_The task_: Skip the pictures. Repeat everything else in the records word for word.

_Record excerpts_:
◆ ◆ ◆
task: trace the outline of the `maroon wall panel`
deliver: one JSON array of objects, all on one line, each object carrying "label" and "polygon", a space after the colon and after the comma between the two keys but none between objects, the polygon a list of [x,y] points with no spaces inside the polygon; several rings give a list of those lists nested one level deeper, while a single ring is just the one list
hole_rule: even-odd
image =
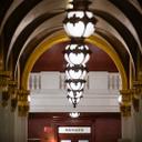
[{"label": "maroon wall panel", "polygon": [[118,142],[118,138],[121,138],[120,119],[98,118],[94,133],[95,142]]},{"label": "maroon wall panel", "polygon": [[[55,120],[53,119],[54,115]],[[118,139],[121,138],[119,113],[85,113],[84,118],[74,120],[64,113],[58,113],[58,119],[57,113],[34,113],[29,116],[28,138],[40,139],[40,142],[57,142],[58,125],[90,125],[92,126],[92,136],[90,138],[92,142],[118,142]]]}]

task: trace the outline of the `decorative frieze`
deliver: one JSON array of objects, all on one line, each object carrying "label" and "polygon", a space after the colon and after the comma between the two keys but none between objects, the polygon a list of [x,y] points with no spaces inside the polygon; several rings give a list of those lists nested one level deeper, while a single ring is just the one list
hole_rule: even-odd
[{"label": "decorative frieze", "polygon": [[17,82],[16,81],[10,81],[9,82],[9,95],[10,95],[10,101],[11,101],[11,111],[14,111],[17,108],[17,102],[18,102],[18,88],[17,88]]}]

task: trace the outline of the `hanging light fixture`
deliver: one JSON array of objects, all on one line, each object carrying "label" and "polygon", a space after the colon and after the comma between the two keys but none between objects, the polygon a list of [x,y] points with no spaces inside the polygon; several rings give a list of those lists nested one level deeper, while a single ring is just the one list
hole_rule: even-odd
[{"label": "hanging light fixture", "polygon": [[79,65],[89,61],[91,51],[89,47],[78,40],[71,40],[71,43],[65,47],[64,59],[69,64]]},{"label": "hanging light fixture", "polygon": [[73,0],[67,10],[63,27],[69,37],[88,38],[95,31],[97,19],[89,10],[89,0]]},{"label": "hanging light fixture", "polygon": [[69,64],[65,68],[65,77],[67,79],[85,79],[87,78],[87,67],[80,65],[72,65]]},{"label": "hanging light fixture", "polygon": [[63,53],[67,61],[67,98],[73,108],[77,108],[83,97],[88,72],[87,62],[91,54],[84,39],[95,31],[97,19],[89,10],[90,4],[89,0],[69,0],[67,16],[63,20],[63,28],[71,39]]}]

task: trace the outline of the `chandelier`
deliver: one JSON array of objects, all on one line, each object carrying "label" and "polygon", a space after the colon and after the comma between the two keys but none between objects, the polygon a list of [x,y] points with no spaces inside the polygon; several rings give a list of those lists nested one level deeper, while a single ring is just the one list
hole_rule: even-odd
[{"label": "chandelier", "polygon": [[63,28],[70,38],[70,43],[65,47],[64,59],[67,98],[77,108],[85,87],[88,74],[87,62],[91,51],[84,43],[95,31],[97,19],[89,10],[89,0],[69,0],[67,16],[63,20]]}]

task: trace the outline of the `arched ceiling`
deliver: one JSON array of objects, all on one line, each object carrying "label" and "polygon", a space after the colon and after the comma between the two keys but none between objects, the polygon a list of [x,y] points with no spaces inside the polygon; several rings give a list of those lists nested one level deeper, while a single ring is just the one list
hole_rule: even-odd
[{"label": "arched ceiling", "polygon": [[[45,38],[63,30],[68,0],[1,0],[0,55],[3,70],[17,74]],[[98,19],[97,32],[121,58],[129,77],[129,64],[138,70],[142,54],[142,6],[139,0],[92,0],[90,9]],[[100,51],[101,53],[101,51]],[[98,55],[99,57],[99,55]],[[12,67],[10,65],[12,64]]]}]

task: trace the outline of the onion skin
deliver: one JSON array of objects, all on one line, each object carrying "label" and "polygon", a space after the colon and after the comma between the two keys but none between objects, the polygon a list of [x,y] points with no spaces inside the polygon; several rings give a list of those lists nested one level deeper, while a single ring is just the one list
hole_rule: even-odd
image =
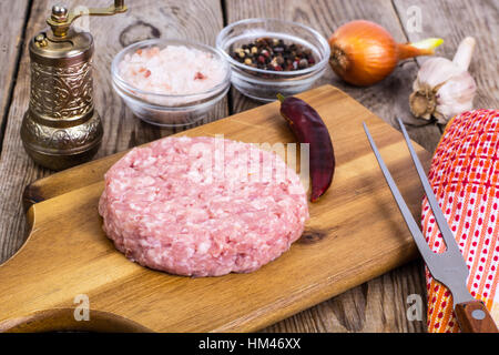
[{"label": "onion skin", "polygon": [[356,20],[339,27],[328,42],[333,71],[350,84],[367,87],[388,77],[403,59],[432,54],[442,41],[397,43],[379,24]]}]

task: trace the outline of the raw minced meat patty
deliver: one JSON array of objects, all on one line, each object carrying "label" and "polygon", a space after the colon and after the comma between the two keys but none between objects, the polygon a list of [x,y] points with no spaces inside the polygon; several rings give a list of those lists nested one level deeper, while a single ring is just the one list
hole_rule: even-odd
[{"label": "raw minced meat patty", "polygon": [[105,174],[103,229],[141,265],[179,275],[247,273],[278,257],[308,219],[297,174],[274,152],[220,138],[165,138]]}]

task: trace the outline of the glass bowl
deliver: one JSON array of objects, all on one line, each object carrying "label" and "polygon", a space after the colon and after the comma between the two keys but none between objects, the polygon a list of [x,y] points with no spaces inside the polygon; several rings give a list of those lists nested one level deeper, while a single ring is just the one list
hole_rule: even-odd
[{"label": "glass bowl", "polygon": [[[126,54],[139,49],[167,45],[184,45],[212,53],[224,65],[225,77],[215,87],[194,94],[161,94],[140,90],[120,77],[118,65]],[[214,105],[225,97],[231,87],[231,67],[225,55],[208,45],[175,39],[152,39],[133,43],[120,51],[111,64],[112,84],[115,92],[141,120],[161,126],[184,126],[193,124],[210,113]]]},{"label": "glass bowl", "polygon": [[[234,49],[258,38],[282,39],[312,50],[314,65],[295,71],[272,71],[245,65],[231,57]],[[246,97],[271,102],[277,93],[293,95],[310,89],[329,61],[327,40],[316,30],[278,19],[246,19],[225,27],[216,38],[216,48],[231,63],[232,84]]]}]

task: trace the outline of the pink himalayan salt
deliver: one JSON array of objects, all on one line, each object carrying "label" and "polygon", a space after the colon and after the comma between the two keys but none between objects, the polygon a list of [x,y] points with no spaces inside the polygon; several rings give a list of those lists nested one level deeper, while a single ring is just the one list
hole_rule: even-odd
◆ ◆ ◆
_Full response_:
task: trace the outline of the `maroon wall panel`
deliver: one JSON array of objects, all on one line, each object carrying "label" and "polygon", a space after the colon and after the comma between the two keys but none between objects, the polygon a list of [x,y] points with no spaces inside the polygon; several rings give a list of those lists nested one level deeper, while a single ring is just the one list
hole_rule: even-odd
image =
[{"label": "maroon wall panel", "polygon": [[118,142],[118,138],[121,138],[120,119],[98,118],[94,133],[95,142]]},{"label": "maroon wall panel", "polygon": [[[55,120],[53,119],[54,115]],[[118,139],[121,138],[119,113],[85,113],[84,118],[74,120],[64,113],[58,113],[58,119],[57,113],[34,113],[29,116],[28,138],[40,139],[40,142],[57,142],[58,125],[90,125],[92,126],[92,136],[90,138],[92,142],[118,142]]]}]

task: trace the outline of the `decorative frieze`
deliver: one JSON array of objects, all on one line, each object carrying "label" and "polygon", a space after the colon and after the comma between the two keys but none between objects, the polygon a list of [x,y] points with no spaces inside the polygon; several rings give a list of those lists nested one level deeper, while a single ring is just the one list
hole_rule: even-odd
[{"label": "decorative frieze", "polygon": [[17,82],[16,81],[10,81],[9,82],[9,95],[10,95],[10,101],[11,101],[11,111],[14,111],[17,108],[17,102],[18,102],[18,88],[17,88]]}]

task: trace the outline of the `hanging light fixture`
deliver: one JSON array of objects, all on one line, each object carrying "label" and "polygon", a space after the colon and after the comma between the two keys but none between objects, the polygon a list of [x,y] points with no spaces inside the polygon; several rings give a list of those lists nested one level deeper, while a single ring is just the one list
hole_rule: even-odd
[{"label": "hanging light fixture", "polygon": [[79,65],[89,61],[91,51],[89,47],[78,40],[71,40],[71,43],[65,47],[64,59],[69,64]]},{"label": "hanging light fixture", "polygon": [[73,0],[67,10],[63,27],[69,37],[88,38],[95,31],[97,19],[89,10],[89,0]]},{"label": "hanging light fixture", "polygon": [[69,64],[65,68],[65,77],[67,79],[85,79],[87,78],[87,67],[80,65],[72,65]]},{"label": "hanging light fixture", "polygon": [[63,53],[67,61],[67,98],[73,108],[77,108],[83,97],[88,72],[87,62],[91,54],[84,39],[95,31],[97,19],[89,10],[90,4],[89,0],[69,0],[67,16],[63,20],[63,28],[71,39]]}]

task: trace the outline of the `chandelier`
deliver: one JSON array of objects, all on one line, each object carrying "label" and "polygon", a space after the colon and after the comma between the two keys but none between objects, the polygon a list of [x,y] points with no spaces inside the polygon; several rings give a list of those lists nested one level deeper, while a single ring is just the one list
hole_rule: even-odd
[{"label": "chandelier", "polygon": [[63,28],[70,38],[70,43],[65,47],[64,59],[67,98],[77,108],[85,87],[88,74],[87,62],[91,51],[84,43],[95,31],[97,19],[89,10],[89,0],[69,0],[67,16],[63,20]]}]

task: trace the outline of the `arched ceiling`
deliver: one JSON array of objects, all on one line, each object carrying "label" and "polygon", a space after the colon and after the comma between the two keys but none between objects, the polygon a list of [x,y] points with no spaces inside the polygon; several rings give a list of those lists nested one level deeper, while a single ring is just the one list
hole_rule: even-odd
[{"label": "arched ceiling", "polygon": [[[45,38],[63,30],[68,0],[1,0],[0,55],[3,70],[17,74]],[[98,19],[97,32],[121,58],[129,77],[129,64],[138,70],[142,54],[142,6],[139,0],[92,0],[90,9]],[[100,51],[101,53],[101,51]],[[98,55],[99,57],[99,55]],[[12,67],[10,65],[12,64]]]}]

task: trace the outline of the onion skin
deliver: one JSON array of objects, all on one line, each object carrying "label" and "polygon", a space after the colon and after the comma between the two keys but none between objects, the polygon a list of [x,y] points with no spaces inside the polygon; several rings give a list of those lists nested one level deeper, while a single ring is just the one list
hole_rule: even-odd
image =
[{"label": "onion skin", "polygon": [[356,20],[339,27],[328,42],[333,71],[350,84],[367,87],[388,77],[403,59],[432,54],[442,41],[397,43],[379,24]]}]

task: trace the outline of the raw minced meat patty
deliver: one JSON array of objects, all on one line, each object carrying "label" and "polygon", a space after the colon and after the comma between the two keys but none between objects, the polygon a list of [x,y] points with no spaces inside the polygon; several rings give a list of those lists nested one level deeper, while a single ring is just the one list
hole_rule: even-odd
[{"label": "raw minced meat patty", "polygon": [[105,174],[103,229],[141,265],[179,275],[247,273],[278,257],[308,219],[297,174],[274,152],[220,138],[165,138]]}]

task: trace the outline of the glass bowl
deliver: one JSON array of objects, all on one line, each object carrying "label" and "polygon", a space after the colon and after the comma between the two keys but none between objects, the polygon a list of [x,y] points with no spaces inside the polygon; several rings give a list of those lists nested one level deeper, while a single ring is just the one list
hole_rule: even-odd
[{"label": "glass bowl", "polygon": [[[126,54],[139,49],[167,45],[184,45],[212,53],[224,65],[225,77],[215,87],[194,94],[161,94],[140,90],[120,77],[118,65]],[[214,105],[225,97],[231,87],[231,67],[225,55],[208,45],[175,39],[152,39],[133,43],[120,51],[111,64],[112,84],[115,92],[141,120],[161,126],[184,126],[193,124],[210,113]]]},{"label": "glass bowl", "polygon": [[[234,49],[258,38],[282,39],[312,50],[314,65],[295,71],[272,71],[245,65],[231,57]],[[246,97],[271,102],[277,93],[293,95],[310,89],[329,61],[327,40],[316,30],[278,19],[246,19],[225,27],[216,38],[216,48],[231,63],[232,84]]]}]

task: trace the outline of the pink himalayan salt
deliver: one JSON array of objects, all on one line, each object carrying "label" and "polygon", a space after the colon and after the comma between the two keys but none between objects, the polygon a list of [x,y] points with no spaces inside the polygon; several rings give a list of those lists nested one level deeper, while a single ring is just the one list
hole_rule: even-odd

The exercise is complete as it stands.